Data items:
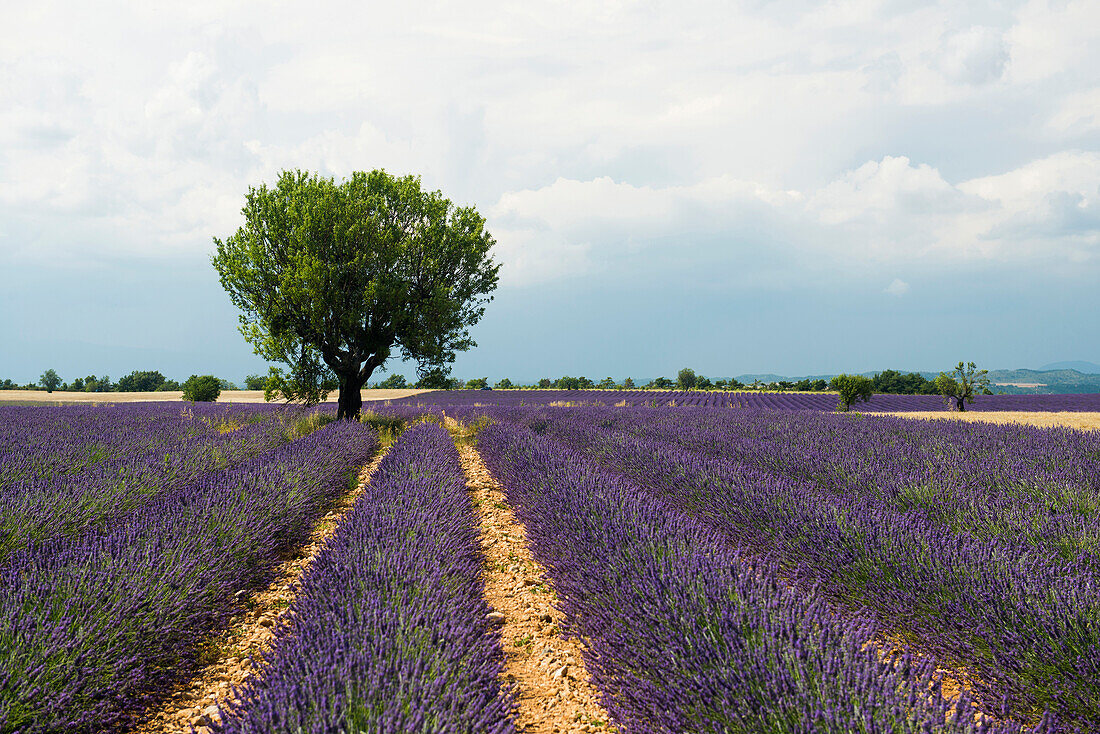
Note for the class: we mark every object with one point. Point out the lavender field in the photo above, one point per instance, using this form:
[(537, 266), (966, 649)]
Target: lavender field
[(728, 568), (826, 402)]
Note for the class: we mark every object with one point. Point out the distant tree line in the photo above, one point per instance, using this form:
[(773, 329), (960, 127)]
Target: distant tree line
[(150, 381)]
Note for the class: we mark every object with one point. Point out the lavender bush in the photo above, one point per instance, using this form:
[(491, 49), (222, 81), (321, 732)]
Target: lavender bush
[(818, 402), (388, 631), (95, 625), (684, 633), (877, 512)]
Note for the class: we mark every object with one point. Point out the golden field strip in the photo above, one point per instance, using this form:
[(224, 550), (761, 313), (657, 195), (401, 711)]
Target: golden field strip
[(227, 396)]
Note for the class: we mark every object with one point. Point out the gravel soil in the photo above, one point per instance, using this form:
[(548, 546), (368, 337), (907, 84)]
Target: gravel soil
[(239, 650), (1067, 419), (547, 670)]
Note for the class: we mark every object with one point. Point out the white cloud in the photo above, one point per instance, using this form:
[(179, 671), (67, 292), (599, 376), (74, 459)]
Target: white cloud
[(897, 287), (586, 132), (883, 212)]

- _Task objective_: Could you transcribe every line of the items above word for word, leaving the pictures out of your answer?

- _Full answer_:
Note for the class: we mark every object with one point. Point out the lavender field in the photo above, one point per instance, using this form:
[(537, 266), (966, 649)]
Target: lavender field
[(728, 568), (826, 402)]
Note for the class: we mark every object with one point. Point out the distant tree line in the photo above, one point per instance, using this form:
[(773, 329), (960, 127)]
Target: distant tree line
[(150, 381)]
Note for the class: we mark every object with one point. Point out the lavender bush in the photo above, one point per instance, using this form:
[(491, 49), (222, 81), (321, 732)]
Target: lavender bush
[(818, 402), (388, 631), (95, 625), (684, 633), (877, 512)]
Note for the class: we mark every object with one point. Point out the golden field strip in the photo above, one point per instance, using this form:
[(224, 550), (761, 313), (657, 195), (401, 711)]
Target: golden field strip
[(227, 396)]
Note for the class: we mark every object with one point. Point out the gravel soil in the photo above, one point per instance, using this form:
[(548, 546), (368, 337), (907, 84)]
Target: gravel soil
[(239, 650), (1067, 419), (547, 670)]
Note for the class: we mark every object with one point. Point out the white cloud in the photo above, one point per instance, using this form:
[(179, 671), (67, 292), (599, 376), (74, 459)]
Target: white cloud
[(897, 287), (586, 132), (883, 212)]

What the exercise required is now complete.